* [Problem details]: What the task needs is the data below, written out verbatim.

##### Material to process

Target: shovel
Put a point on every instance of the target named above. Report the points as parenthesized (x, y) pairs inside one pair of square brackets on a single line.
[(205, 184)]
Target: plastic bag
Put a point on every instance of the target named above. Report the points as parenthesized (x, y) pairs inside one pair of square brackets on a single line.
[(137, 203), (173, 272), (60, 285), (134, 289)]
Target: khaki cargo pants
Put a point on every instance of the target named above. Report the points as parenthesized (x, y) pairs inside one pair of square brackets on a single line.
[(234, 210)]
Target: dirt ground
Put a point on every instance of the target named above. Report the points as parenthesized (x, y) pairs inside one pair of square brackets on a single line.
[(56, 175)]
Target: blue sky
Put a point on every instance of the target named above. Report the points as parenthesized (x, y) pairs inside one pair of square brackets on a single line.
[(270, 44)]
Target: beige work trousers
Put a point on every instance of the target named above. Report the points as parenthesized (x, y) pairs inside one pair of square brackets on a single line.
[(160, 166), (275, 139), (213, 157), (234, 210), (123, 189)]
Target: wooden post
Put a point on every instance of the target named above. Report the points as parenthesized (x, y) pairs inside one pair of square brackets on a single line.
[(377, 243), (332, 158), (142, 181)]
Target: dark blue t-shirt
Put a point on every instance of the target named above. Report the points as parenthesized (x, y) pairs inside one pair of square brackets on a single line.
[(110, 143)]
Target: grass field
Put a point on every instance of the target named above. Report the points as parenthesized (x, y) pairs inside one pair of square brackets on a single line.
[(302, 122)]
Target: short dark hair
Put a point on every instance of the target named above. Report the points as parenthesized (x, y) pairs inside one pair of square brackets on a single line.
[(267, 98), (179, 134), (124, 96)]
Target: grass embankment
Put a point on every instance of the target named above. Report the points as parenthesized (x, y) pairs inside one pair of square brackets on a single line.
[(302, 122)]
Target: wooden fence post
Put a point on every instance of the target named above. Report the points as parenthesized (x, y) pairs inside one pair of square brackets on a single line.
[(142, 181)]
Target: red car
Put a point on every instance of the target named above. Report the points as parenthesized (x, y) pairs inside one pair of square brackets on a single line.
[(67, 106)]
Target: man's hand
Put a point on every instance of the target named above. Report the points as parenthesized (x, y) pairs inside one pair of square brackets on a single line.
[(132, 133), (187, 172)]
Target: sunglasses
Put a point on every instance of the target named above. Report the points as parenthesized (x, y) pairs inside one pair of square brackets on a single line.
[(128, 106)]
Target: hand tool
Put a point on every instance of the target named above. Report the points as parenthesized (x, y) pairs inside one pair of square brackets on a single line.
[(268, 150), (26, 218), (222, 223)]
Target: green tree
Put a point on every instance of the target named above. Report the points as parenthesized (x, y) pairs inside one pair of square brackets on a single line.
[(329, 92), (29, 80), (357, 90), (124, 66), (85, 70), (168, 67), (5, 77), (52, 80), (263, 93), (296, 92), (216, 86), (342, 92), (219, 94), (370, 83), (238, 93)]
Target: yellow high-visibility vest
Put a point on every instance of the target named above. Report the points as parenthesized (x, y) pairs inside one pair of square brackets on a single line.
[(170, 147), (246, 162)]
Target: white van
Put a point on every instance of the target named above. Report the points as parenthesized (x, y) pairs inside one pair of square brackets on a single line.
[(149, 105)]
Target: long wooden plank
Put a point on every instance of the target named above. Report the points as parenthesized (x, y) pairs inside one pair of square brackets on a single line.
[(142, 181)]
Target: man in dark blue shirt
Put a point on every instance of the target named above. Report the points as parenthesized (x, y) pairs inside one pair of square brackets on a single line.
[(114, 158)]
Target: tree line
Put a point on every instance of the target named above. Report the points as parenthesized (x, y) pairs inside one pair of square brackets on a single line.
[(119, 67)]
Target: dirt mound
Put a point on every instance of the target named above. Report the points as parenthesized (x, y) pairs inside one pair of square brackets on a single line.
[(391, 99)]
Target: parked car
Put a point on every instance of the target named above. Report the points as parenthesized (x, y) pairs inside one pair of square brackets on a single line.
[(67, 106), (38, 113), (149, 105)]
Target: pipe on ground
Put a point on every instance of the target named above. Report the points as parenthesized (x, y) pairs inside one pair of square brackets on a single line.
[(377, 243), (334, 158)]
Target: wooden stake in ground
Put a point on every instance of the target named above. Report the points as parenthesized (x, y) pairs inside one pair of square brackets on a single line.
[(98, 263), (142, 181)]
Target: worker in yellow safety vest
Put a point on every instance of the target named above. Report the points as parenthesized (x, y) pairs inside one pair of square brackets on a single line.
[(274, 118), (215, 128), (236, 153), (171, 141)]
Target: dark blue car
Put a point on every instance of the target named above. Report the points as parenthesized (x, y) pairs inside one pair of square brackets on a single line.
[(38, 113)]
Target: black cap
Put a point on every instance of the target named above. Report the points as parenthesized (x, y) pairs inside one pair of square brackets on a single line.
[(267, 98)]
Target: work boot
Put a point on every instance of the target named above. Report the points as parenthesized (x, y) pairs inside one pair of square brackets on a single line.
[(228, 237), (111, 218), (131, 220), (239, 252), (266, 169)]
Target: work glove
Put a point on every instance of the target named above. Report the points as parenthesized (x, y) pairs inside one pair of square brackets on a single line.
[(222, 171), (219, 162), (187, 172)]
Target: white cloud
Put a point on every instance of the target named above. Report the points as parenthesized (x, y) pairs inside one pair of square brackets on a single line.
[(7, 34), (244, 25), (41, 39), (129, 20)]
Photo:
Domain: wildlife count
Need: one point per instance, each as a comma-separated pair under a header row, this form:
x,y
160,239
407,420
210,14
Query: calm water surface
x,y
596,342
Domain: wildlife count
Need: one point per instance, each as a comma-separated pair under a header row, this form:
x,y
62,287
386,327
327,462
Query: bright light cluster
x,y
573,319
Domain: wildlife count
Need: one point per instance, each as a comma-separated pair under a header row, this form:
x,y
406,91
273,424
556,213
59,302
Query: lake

##########

* [Response area]:
Target: shovel
Put a point on every instance of the target named above. Report the points as parenthesized (x, y) pairs inside one pair of square brackets on a single line.
[(205, 184)]
Target: plastic bag
Put a point on every instance of the target named above. Report the points as parenthesized (x, y) pairs inside one pair of square brackets on a single line.
[(137, 203), (173, 272), (60, 285), (134, 289)]
Target: khaki cargo pants
Put a point on every instance of the target named above. Report the points as parenthesized (x, y) pairs inside one pair of square brackets on a single line.
[(234, 210)]
Target: dirt ground
Put a point on every instance of the target named above. Report the points as parenthesized (x, y) pairs inside one pair of square brackets on a single line.
[(56, 175)]
Target: blue sky
Put a point on every instance of the target named above. Report the points as parenthesized (x, y) pairs inside one pair of square brackets on a single line.
[(270, 44)]
Target: beige work trousers
Put a point on every instance of the target named above. Report the points as parenthesized (x, y) pairs inside one pair of square brackets on a single line.
[(160, 166), (275, 139), (213, 157), (234, 210), (123, 189)]
Target: wooden post
Put a point on every instance of the target named above. Report the points as parenthesized (x, y) pairs inside one pair of square brackets on a single line.
[(377, 243), (332, 158), (142, 181)]
Target: dark blue t-shirt
Put a point on every instance of the target named above. Report the points as parenthesized (x, y) pairs inside one pair of square brackets on a single line.
[(110, 143)]
Target: grass field
Put a point on every instance of the target named above. Report the points as parenthesized (x, y) pairs inside one pair of square brackets on a single line.
[(302, 122)]
Target: short dark hair
Put a point on every instance of the target named above. Report the points as parenthesized (x, y) pairs inside one pair of square brackets on a single line.
[(267, 98), (179, 134), (124, 96)]
Target: grass embankment
Put a point on every instance of the target named above. Report the points as parenthesized (x, y) pairs inside one pair of square brackets on a single line.
[(302, 122)]
Target: wooden fence post
Put a point on every instance of the target named above. Report the points as parenthesized (x, y) pairs inside one pair of square brackets on a single line.
[(142, 181)]
Target: red car
Put a point on every instance of the target named above. Report the points as parenthesized (x, y) pairs inside one pair of square brackets on a single line.
[(67, 106)]
Target: man's hand
Put a point on every instance of the target named above. Report the points as parenthesized (x, y) pairs inside one pair of square brackets on a single line.
[(132, 133), (187, 172)]
Target: sunglasses
Put a point on every instance of the target named above. Report the points as parenthesized (x, y) pairs inside one pair of square brackets on a single line.
[(128, 106)]
Target: hand tool
Put a point on every instance of the target named above. Report the points as parenthesized (x, y) pairs inside one pair of square brackets on a single line.
[(268, 150), (26, 218), (222, 223)]
Target: green tree
Put a point on every instance of the target named above. Report the points as parenthesized (x, y) pairs inside one pair of square brackets on a single line.
[(329, 92), (29, 80), (357, 90), (124, 66), (85, 70), (168, 67), (5, 77), (52, 80), (263, 93), (296, 92), (216, 86), (342, 92), (219, 94), (370, 83), (238, 93)]
Target: yellow high-visibility vest
Put a point on every instance of the target named above. Report the points as parenthesized (x, y) pairs inside one pair of square brackets on a single line.
[(170, 147), (246, 162)]
Target: white van
Put a point on every instance of the target named above. Report the points as parenthesized (x, y) pairs inside one pair of square brackets on a single line.
[(149, 105)]
Target: long wooden plank
Put a point on every instance of the target named above. Report the points as parenthesized (x, y) pairs inside one pair of square brackets on a single line.
[(142, 181)]
Target: man in dark blue shirt
Put a point on every instance of the target named above. Report the points as parenthesized (x, y) pairs inside one pair of square brackets on a single line.
[(114, 158)]
Target: tree line
Put a point on every instance of the target named above. Report the points as parenthesized (x, y) pairs inside one pair of square brackets on a single line.
[(119, 67)]
Target: dirt mound
Put a point on every instance of the target named above. Report the points as parenthesized (x, y) pairs inside one pair of square brackets on a single line.
[(391, 99)]
Target: parked car
Put a point on every instance of the target named above. Report the points as parenthesized (x, y) pairs inside one pair of square brackets on a single line.
[(67, 106), (38, 113), (149, 105)]
Target: pipe on ground
Put a point on every instance of the target named above. Report the points as parenthesized (x, y) pairs inside one pair of square brackets on a single line.
[(377, 243), (334, 158)]
Target: wooden stake in ground
Put a point on every instance of the target named above. Report the points as parenthesized (x, y) pairs inside one pair of square brackets on a single line.
[(98, 263), (142, 181)]
Target: worker in yellow safety vest
Put a point on every instance of the target named above. Report the points as parenthesized (x, y) pairs inside one pair of square brackets on a single line.
[(274, 118), (215, 128), (236, 153), (171, 141)]
Target: dark blue car
Put a point on every instance of the target named above. Report the points as parenthesized (x, y) pairs inside one pair of square brackets on a single line.
[(38, 113)]
Target: black cap
Put a point on every instance of the target named above. Report the points as parenthesized (x, y) pairs inside one pair of square brackets on a single line.
[(267, 98)]
Target: work boot
Put a point on every instance of the target named above. Report the points as parenthesized (x, y) pairs inside one pair of square brackets on a single line.
[(228, 237), (111, 218), (131, 220), (239, 252), (266, 169)]
Target: work glove
Put a point on every instance of the target named above. Report the points as parenthesized (x, y) pairs inside one pair of square brackets on a single line.
[(222, 171), (219, 162), (187, 172)]
Target: white cloud
Put a point on every instance of the target named above. Report the points as parenthesized (x, y) pairs inside one pair of square brackets on a single line.
[(7, 34), (244, 25), (41, 39), (129, 20)]
Photo:
Domain: wildlife count
Need: one point per instance, each as a comma-separated pair under a header row, this form:
x,y
160,239
407,420
210,14
Query: calm water surface
x,y
596,342
Domain: wildlife count
Need: one point per instance, each as a comma-separated pair under a header row, this form:
x,y
62,287
386,327
327,462
Query: bright light cluster
x,y
573,319
Domain: wildlife count
Need: one point per instance, each as a comma-separated pair under a header row, this form:
x,y
406,91
273,424
556,213
59,302
Query: lake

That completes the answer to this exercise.